• [Objectives]:
[1] In the review of Codeswitching on the Web, which of the two models of Jamaican sociolinguistics does Hinrichs favor?
[2] Please extend the review of Codeswitching on the Web, starting after its final sentence.

• [Source]:
<<<<

Announced at http://linguistlist.org/issues/17/17-3057.html 

AUTHOR: Hinrichs, Lars
TITLE: Codeswitching on the Web
SUBTITLE: English and Jamaican Creole in e-mail communication
SERIES: Pragmatics & Beyond 147
PUBLISHER: John Benjamins Publishing Company YEAR: 2006

Kathryn Graber, Department of Anthropology, University of Michigan

SUMMARY

In this presentation of his doctoral dissertation research, Lars Hinrichs
outlines the discursive functions of codeswitching between Jamaican Creole
(Patois) and Jamaican English in computer-mediated communication (CMC).
Based on innovative corpora of personal email messages and posts to
internet discussion forums, he analyzes written codeswitching as a
fundamentally different phenomenon than codeswitching in speech. In the
process, he contributes to long-standing debates in creole and contact
studies over the definitions and applicability of diglossia and the creole
continuum. Positioning himself within ''Third Wave Variation Studies''
(Eckert 2005), Hinrichs attempts to shift the focus of codeswitching
research to processes of identity negotiation, stressing the conscious
deployment of codes as resources to be used strategically. This book should
be of both methodological and theoretical interest to scholars of CMC,
writing systems and their development, interactional sociolinguistics,
discourse analysis, linguistic anthropology, codeswitching and language
contact, creole studies, English as a World Language (EWL), and the
Caribbean area and its diaspora.

In Chapter 1, Hinrichs very clearly lays out his research program and the
book's framework. The present study is a response, he says, to the need for
''an ethnographically informed, qualitative study of naturally occurring,
informal CMC'' to test conflicting theories regarding the shifting pragmatic
functions - and ultimate fate - of Jamaican Creole (3). He briefly
considers some differences between spoken and written codeswitching,
arguing that because written codeswitching is more conscious and planned
than codeswitching in speech, rhetorical functions come more to the fore.
The bulk of the chapter is devoted to a summary of the sociolinguistic
situation in Jamaica and an overview of theoretical debates in Jamaican
sociolinguistics, namely in terms of a long-standing struggle between
proponents of the diglossia model and proponents of the creole continuum
model. Hinrichs favors the creole continuum model, though he finds it ''less
helpful to describe a range of various intermediate lects on the continuum
than to take language use to be the result of the strategies with which
speakers and writers draw on the basic resources that they have at their
disposal'' (11). Also included are an overview of recent innovations in CMC
studies and a description of the author's data collection and methodology.
His data consists of a primary corpus of personal emails from Jamaican
university students and addressed to other Jamaicans and a secondary corpus
of posts to online discussion forums intended for Jamaican participants.

>>>>

(Dataset items)
<<<<

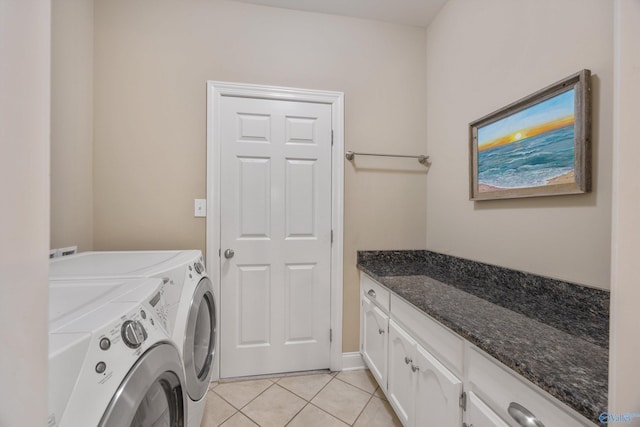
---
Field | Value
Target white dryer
[47,279,188,427]
[49,250,218,427]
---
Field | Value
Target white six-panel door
[220,96,332,378]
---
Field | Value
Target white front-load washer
[47,279,188,427]
[49,250,218,427]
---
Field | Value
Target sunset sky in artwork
[478,89,574,151]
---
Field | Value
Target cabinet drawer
[465,344,595,427]
[360,273,389,313]
[391,295,464,377]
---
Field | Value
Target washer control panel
[121,320,148,348]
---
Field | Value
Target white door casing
[207,82,343,378]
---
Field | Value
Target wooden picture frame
[469,69,591,201]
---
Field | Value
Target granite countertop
[358,251,609,424]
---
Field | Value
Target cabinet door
[412,345,462,427]
[362,298,389,387]
[465,391,509,427]
[387,320,418,427]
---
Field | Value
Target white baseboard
[342,351,367,371]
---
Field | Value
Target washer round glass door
[183,277,216,401]
[98,343,187,427]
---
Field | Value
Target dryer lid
[49,279,162,333]
[49,250,201,280]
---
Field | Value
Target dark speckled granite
[358,251,609,423]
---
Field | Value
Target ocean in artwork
[478,89,575,192]
[478,125,575,188]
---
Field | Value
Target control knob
[122,320,147,348]
[193,261,204,274]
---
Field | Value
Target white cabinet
[462,391,509,427]
[387,320,462,427]
[361,274,595,427]
[387,320,416,427]
[361,295,389,389]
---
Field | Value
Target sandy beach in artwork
[478,171,576,193]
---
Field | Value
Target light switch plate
[193,199,207,217]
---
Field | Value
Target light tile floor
[201,370,401,427]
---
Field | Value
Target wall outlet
[49,246,78,259]
[193,199,207,217]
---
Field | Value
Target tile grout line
[351,394,373,426]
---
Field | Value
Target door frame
[206,80,344,380]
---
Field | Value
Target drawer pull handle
[509,402,544,427]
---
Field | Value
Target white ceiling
[228,0,447,27]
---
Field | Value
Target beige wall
[50,0,93,251]
[94,0,426,351]
[427,0,613,288]
[0,0,51,427]
[609,0,640,418]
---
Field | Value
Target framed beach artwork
[469,70,591,200]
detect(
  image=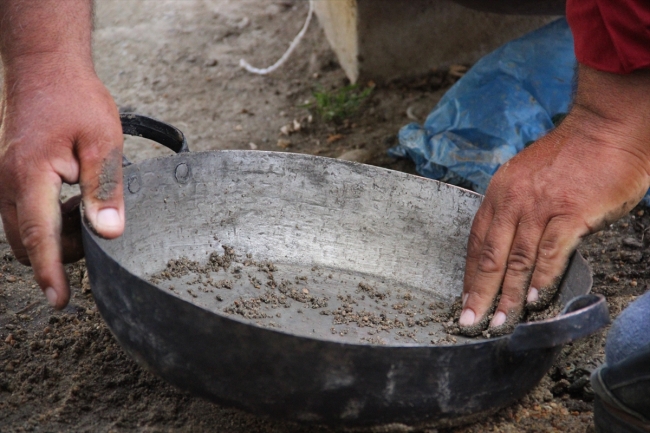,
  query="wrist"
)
[558,65,650,173]
[4,52,98,98]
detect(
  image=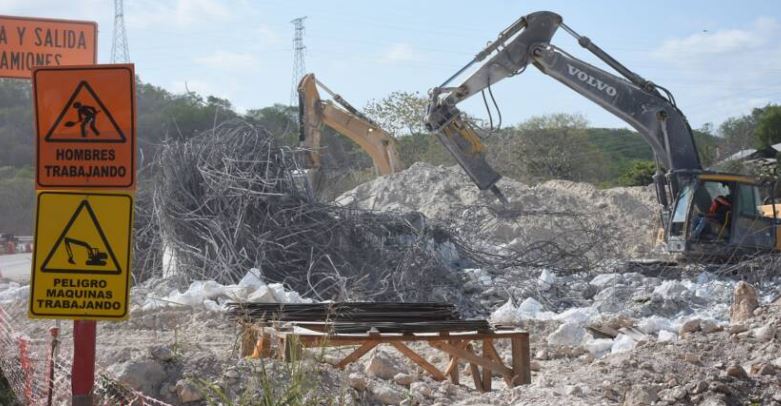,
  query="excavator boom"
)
[426,11,775,258]
[298,73,401,181]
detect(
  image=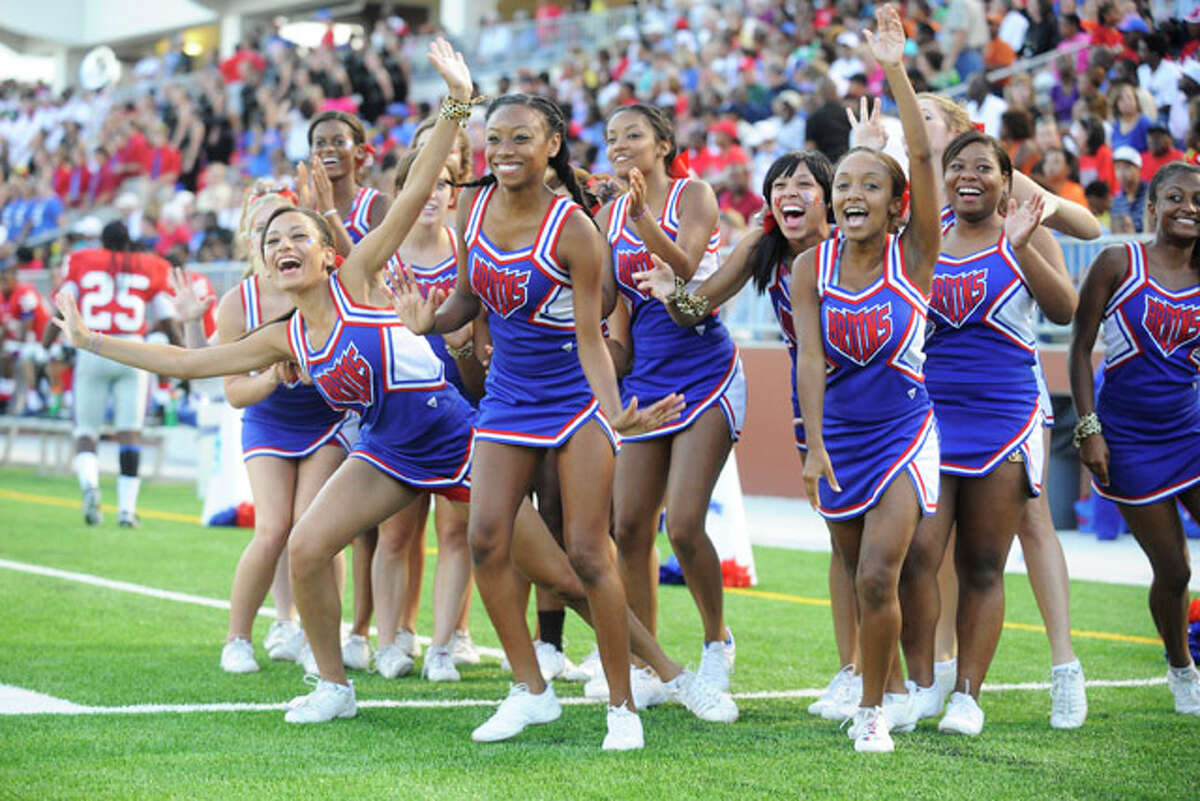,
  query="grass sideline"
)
[0,470,1200,801]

>>>>

• [Answers for the exercise]:
[1] The creole continuum model.

[2]
Chapter 2 includes a brief discussion of how well the creole continuum can
be said to be reflected in CMC data. Hinrichs emphasizes that native
speakers perceive of Jamaican English and Jamaican Creole as a binary set
of codes or resources, while theorists describe their linguistic practices
according to a continuum of mesolectal gradations. He argues that because
codeswitching in CMC tends to be more conscious than codeswitching in
speech, the native model of a ''two-part set of stylized codes'' is replacing
the creole continuum within the domain of CMC (41). Thus, ''CMC has brought
about a new functional distribution between English and Patois in writing,
with Patois having surrendered the primacy it holds in informal
communication in speech to English'' (41).

In Chapters 3-5, Hinrichs provides his substantive data analysis, moving
through three different possible models for analyzing the discursive
functions of codeswitching. Chapter 3 takes up ''situational codeswitching'',
as articulated by John Gumperz (1982). Two major differences between the
Patois/English relationship in speech and in CMC are observed: 1) in speech
in Jamaica, codeswitching between the two is the unmarked choice, while in
CMC, Jamaican Creole is ''almost always'' the marked choice (43); and 2) in
speech, variation along a continuum may be observed, while in CMC, there is
more clearly a binary opposition at work between the two codes. Hinrichs
outlines several possible reasons for Jamaican writers to use Jamaican
Creole in their CMC. Having analyzed examples from his corpora, he rejects
a model of codeswitching in CMC that would ascribe set topics to individual
codes, with the notable exception of the topic of religion being
consistently ascribed to English.

Chapter 4 is dedicated to ''metaphorical codeswitching'', as developed by
Gumperz and his followers and critics. Here Hinrichs turns to the active
and possibly conscious manipulation of codes. Like others before him, he
argues that simple lists of the possible stylistic functions of
codeswitching cannot capture the full range of naturally occurring
functions. He proposes to instead analyze codeswitches individually, using
a version of Peter Auer's (1995) ''sequential conversation analysis'' and
proceeding from the ''contrastive'' to ''inherent'' meanings of the codes under
analysis (63).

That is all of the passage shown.